Aim of the task: Word for word, restate every record.

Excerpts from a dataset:
+-------+

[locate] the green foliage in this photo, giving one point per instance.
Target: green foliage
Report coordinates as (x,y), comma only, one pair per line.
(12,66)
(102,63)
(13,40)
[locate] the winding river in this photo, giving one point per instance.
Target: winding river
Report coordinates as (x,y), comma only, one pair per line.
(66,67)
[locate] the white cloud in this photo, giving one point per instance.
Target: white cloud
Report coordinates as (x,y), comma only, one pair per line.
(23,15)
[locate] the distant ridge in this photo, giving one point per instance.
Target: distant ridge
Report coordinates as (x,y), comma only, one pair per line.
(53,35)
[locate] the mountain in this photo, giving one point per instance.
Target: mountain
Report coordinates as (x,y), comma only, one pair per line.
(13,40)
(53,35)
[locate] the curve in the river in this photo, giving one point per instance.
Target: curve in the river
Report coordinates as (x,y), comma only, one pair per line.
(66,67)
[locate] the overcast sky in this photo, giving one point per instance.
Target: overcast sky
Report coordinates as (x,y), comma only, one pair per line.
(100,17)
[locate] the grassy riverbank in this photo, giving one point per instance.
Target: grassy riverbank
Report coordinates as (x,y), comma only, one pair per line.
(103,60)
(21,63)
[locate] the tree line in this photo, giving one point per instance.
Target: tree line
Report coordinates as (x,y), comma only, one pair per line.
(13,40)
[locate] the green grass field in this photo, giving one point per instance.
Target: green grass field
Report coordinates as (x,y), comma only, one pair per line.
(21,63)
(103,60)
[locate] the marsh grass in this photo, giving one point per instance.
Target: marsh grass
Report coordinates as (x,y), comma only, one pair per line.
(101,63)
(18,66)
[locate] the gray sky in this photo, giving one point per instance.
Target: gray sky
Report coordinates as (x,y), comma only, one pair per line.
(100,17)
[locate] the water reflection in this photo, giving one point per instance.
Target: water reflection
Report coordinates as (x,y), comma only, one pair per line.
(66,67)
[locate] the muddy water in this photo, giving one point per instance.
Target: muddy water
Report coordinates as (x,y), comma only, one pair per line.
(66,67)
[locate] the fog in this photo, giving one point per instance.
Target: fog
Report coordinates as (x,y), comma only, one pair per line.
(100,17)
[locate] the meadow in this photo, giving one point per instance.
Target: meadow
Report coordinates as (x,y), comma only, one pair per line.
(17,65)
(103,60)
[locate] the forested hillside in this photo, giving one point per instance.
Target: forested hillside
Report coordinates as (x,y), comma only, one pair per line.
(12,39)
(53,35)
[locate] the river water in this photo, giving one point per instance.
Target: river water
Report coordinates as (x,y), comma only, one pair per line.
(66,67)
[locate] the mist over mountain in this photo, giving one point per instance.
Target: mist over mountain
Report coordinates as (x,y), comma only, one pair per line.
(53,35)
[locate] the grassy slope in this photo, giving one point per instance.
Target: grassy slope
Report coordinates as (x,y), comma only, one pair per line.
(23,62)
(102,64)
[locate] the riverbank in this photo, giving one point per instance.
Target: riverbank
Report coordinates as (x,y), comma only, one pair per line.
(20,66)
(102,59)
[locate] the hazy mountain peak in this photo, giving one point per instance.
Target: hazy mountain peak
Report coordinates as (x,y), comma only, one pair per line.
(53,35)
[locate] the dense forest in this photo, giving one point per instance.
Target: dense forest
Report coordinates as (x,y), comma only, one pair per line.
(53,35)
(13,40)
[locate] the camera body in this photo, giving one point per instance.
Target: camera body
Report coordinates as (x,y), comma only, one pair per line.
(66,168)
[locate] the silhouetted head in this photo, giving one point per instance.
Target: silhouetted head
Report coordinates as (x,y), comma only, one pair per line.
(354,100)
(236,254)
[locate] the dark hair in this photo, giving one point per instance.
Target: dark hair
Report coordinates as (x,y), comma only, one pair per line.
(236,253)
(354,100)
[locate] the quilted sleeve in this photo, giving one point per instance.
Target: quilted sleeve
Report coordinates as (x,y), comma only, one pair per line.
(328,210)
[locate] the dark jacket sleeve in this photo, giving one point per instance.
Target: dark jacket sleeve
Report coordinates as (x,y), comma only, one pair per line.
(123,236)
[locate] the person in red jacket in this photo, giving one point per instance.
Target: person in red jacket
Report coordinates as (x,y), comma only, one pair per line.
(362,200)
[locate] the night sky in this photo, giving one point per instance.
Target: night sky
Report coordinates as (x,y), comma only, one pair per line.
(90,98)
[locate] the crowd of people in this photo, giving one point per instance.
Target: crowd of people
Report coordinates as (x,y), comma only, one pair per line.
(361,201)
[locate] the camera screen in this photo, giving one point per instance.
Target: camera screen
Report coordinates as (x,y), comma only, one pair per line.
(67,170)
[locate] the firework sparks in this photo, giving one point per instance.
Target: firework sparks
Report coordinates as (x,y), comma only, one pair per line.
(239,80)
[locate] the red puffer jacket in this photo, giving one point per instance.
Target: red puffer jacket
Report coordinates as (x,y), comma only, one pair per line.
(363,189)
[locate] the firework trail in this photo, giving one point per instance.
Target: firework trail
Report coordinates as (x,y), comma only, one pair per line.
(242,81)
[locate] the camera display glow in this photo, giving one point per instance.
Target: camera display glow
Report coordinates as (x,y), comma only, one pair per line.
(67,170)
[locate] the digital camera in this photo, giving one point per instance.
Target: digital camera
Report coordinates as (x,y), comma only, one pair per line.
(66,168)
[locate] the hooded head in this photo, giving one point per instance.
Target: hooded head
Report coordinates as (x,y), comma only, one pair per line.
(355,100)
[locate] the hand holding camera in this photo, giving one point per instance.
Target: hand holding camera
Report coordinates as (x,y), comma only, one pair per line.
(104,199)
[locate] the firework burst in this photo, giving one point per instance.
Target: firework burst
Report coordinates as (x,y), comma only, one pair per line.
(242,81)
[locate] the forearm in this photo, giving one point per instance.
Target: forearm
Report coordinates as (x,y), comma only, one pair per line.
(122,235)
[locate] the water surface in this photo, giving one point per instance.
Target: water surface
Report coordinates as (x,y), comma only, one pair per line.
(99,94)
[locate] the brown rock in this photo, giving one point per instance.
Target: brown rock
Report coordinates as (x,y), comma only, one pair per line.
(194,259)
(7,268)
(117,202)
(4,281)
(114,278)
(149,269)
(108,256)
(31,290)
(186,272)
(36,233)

+-------+

Finished exercise:
[locate] the green foliage in this photo, giving one point per instance.
Target: green foliage
Report coordinates as (x,y), comma only, one pair per line.
(12,66)
(102,63)
(13,40)
[locate] the winding river in this photo, giving one point per instance.
Target: winding river
Report coordinates as (x,y), comma only, one pair per line.
(66,67)
[locate] the white cloud in this photo, giving one point per instance.
Target: white cloud
Report coordinates as (x,y), comma only, one pair per line.
(23,15)
[locate] the distant ridge in this photo, giving one point per instance.
Target: distant ridge
Report coordinates as (x,y), comma only, one pair per line.
(53,35)
[locate] the mountain in this photo, giving one point per instance.
Target: mountain
Report coordinates as (x,y), comma only, one pair per line.
(13,40)
(53,35)
[locate] the curve in the river in this photo, giving one point per instance.
Target: curve in the river
Report coordinates as (x,y), comma only, one pair per line.
(66,67)
[locate] the overcast sky in this photo, giving one point per instance.
Target: overcast sky
Report coordinates as (x,y), comma only, one pair per line.
(100,17)
[locate] the grassy riverbank in this photo, giving one point per instance.
Target: grassy riverbank
Report coordinates as (x,y), comma only, one pair per line.
(103,60)
(21,63)
[locate] the tree line in this photo, giving one point per instance.
Target: tree line
Report coordinates as (x,y), comma only, one pair per line.
(13,40)
[locate] the green grass field in this photo, giving one point per instance.
Target: green grass field
Report coordinates as (x,y), comma only, one pair per line.
(21,63)
(103,60)
[locate] the marsh grass in this photo, giving one point per instance.
Target: marsh grass
Report coordinates as (x,y), comma only, one pair per line.
(101,63)
(18,66)
[locate] the gray sky in this photo, giving one point per instance.
Target: gray sky
Report coordinates as (x,y), comma only, one pair per line.
(100,17)
[locate] the water reflection in this photo, giving one point per instance.
Target: water reflection
Report coordinates as (x,y), comma only, one pair per line.
(66,67)
[locate] the muddy water in this photo, giving one point per instance.
Target: muddy water
Report coordinates as (x,y), comma only, one pair per line.
(66,67)
[locate] the fog in this photo, giving one point per instance.
Target: fog
Report coordinates as (x,y), comma only, one pair per line.
(100,17)
[locate] the meadow in this photo, giving one point per instance.
Target: meadow
Report coordinates as (x,y), comma only, one pair per line.
(17,65)
(103,60)
[locate] the forested hillside in this photo, giving one point per instance.
Target: forested hillside
Report coordinates as (x,y), comma only, one pair per line.
(12,39)
(53,35)
[locate] the river water in this photo, giving one point per instance.
Target: river water
Report coordinates as (x,y), comma only, one pair per line.
(66,67)
[locate] the mist over mountain in this photo, giving one point per instance.
Target: mist over mountain
Report coordinates as (x,y), comma only, one pair per line.
(53,35)
[locate] the grassy slope in this photo, giving one point per instance.
Target: grassy slope
Report coordinates as (x,y), comma only, one pair per line.
(23,62)
(102,64)
[locate] the riverbank in this photo, giving one point per instance.
Target: riverbank
Report coordinates as (x,y), comma only, one pair per line.
(20,66)
(102,59)
[locate] the hazy mountain peak in this photo, giving one point per instance.
Target: hazy mountain peak
Report coordinates as (x,y), comma only, one pair per line.
(53,35)
[locate] the dense forest in this photo, giving one point per instance.
Target: dense forest
Report coordinates as (x,y), comma only, one pair per line.
(53,35)
(13,40)
[locate] the camera body in this photo, giving one point per instance.
Target: camera body
Report coordinates as (x,y), comma only, one pair per line.
(66,168)
[locate] the silhouetted head in this photo, giving one point per instance.
Target: silhouetted head
Report coordinates as (x,y), comma only, one pair per line.
(354,100)
(236,254)
[locate] the dark hair in this photo, giving one point per instance.
Target: dark hair
Report coordinates as (x,y), comma only, one pair per line.
(236,253)
(354,100)
[locate] the quilted sleeve in this photo, giving one point per instance.
Target: quilted sleeve
Report coordinates as (x,y), comma only, one pair per line.
(328,210)
[locate] the dark jacket sleeve in this photo, giving one point per instance.
Target: dark jacket sleeve
Report coordinates as (x,y), comma only, one pair per line.
(123,236)
[locate] the person in red jacket in this photo, giving one point per instance.
Target: person in red jacket
Report coordinates as (x,y), comma only, one pair per line.
(362,200)
[locate] the night sky in this photo, giving one point per instance.
Target: night sky
Report coordinates as (x,y), comma only, one pair per line.
(90,98)
[locate] the crowd of people in this photo, giving one point per instance.
Target: crowd of people
Report coordinates as (x,y), comma only, one pair per line.
(361,201)
[locate] the camera screen in this photo, giving one point per instance.
Target: camera screen
Report coordinates as (x,y), comma only, one pair per line.
(67,170)
[locate] the firework sparks in this photo, giving one point per instance.
Target: firework sparks
Report coordinates as (x,y), comma only, one pair per line.
(239,80)
[locate] the red puffer jacket in this photo, giving one point per instance.
Target: red puffer jacket
Report coordinates as (x,y), comma only, one pair per line.
(363,189)
[locate] the firework trail in this photo, giving one point per instance.
Target: firework trail
Report coordinates as (x,y), comma only, one pair per line.
(242,81)
[locate] the camera display glow in this photo, giving one point per instance.
Target: camera display glow
Report coordinates as (x,y), comma only, one pair per line.
(67,170)
[locate] the digital camera in this photo, giving one point per instance.
Target: digital camera
Report coordinates as (x,y), comma only, one pair per line.
(66,168)
[locate] the hooded head in this photo, giving one point per instance.
Target: hooded head
Report coordinates as (x,y), comma only, one pair per line.
(355,100)
[locate] the hand holding camera in this photo, giving one point per instance.
Target: hand holding camera
Report coordinates as (x,y), comma only, one pair per line.
(104,199)
[locate] the firework burst in this photo, giving one point per instance.
Target: firework burst
Report coordinates as (x,y), comma only, one pair per line.
(242,81)
[locate] the forearm in this photo, giving one point per instance.
Target: forearm
Report coordinates as (x,y), comma only, one pair per line.
(122,235)
[locate] the water surface in this photo, giving one point per instance.
Target: water surface
Report coordinates as (x,y), comma only, one pair per line.
(99,94)
[locate] the brown rock in this photo, giving one point per instance.
Target: brown rock
Report coordinates as (x,y), comma only, one pair per line.
(194,259)
(7,268)
(117,202)
(4,281)
(114,278)
(149,269)
(108,256)
(31,290)
(186,272)
(36,233)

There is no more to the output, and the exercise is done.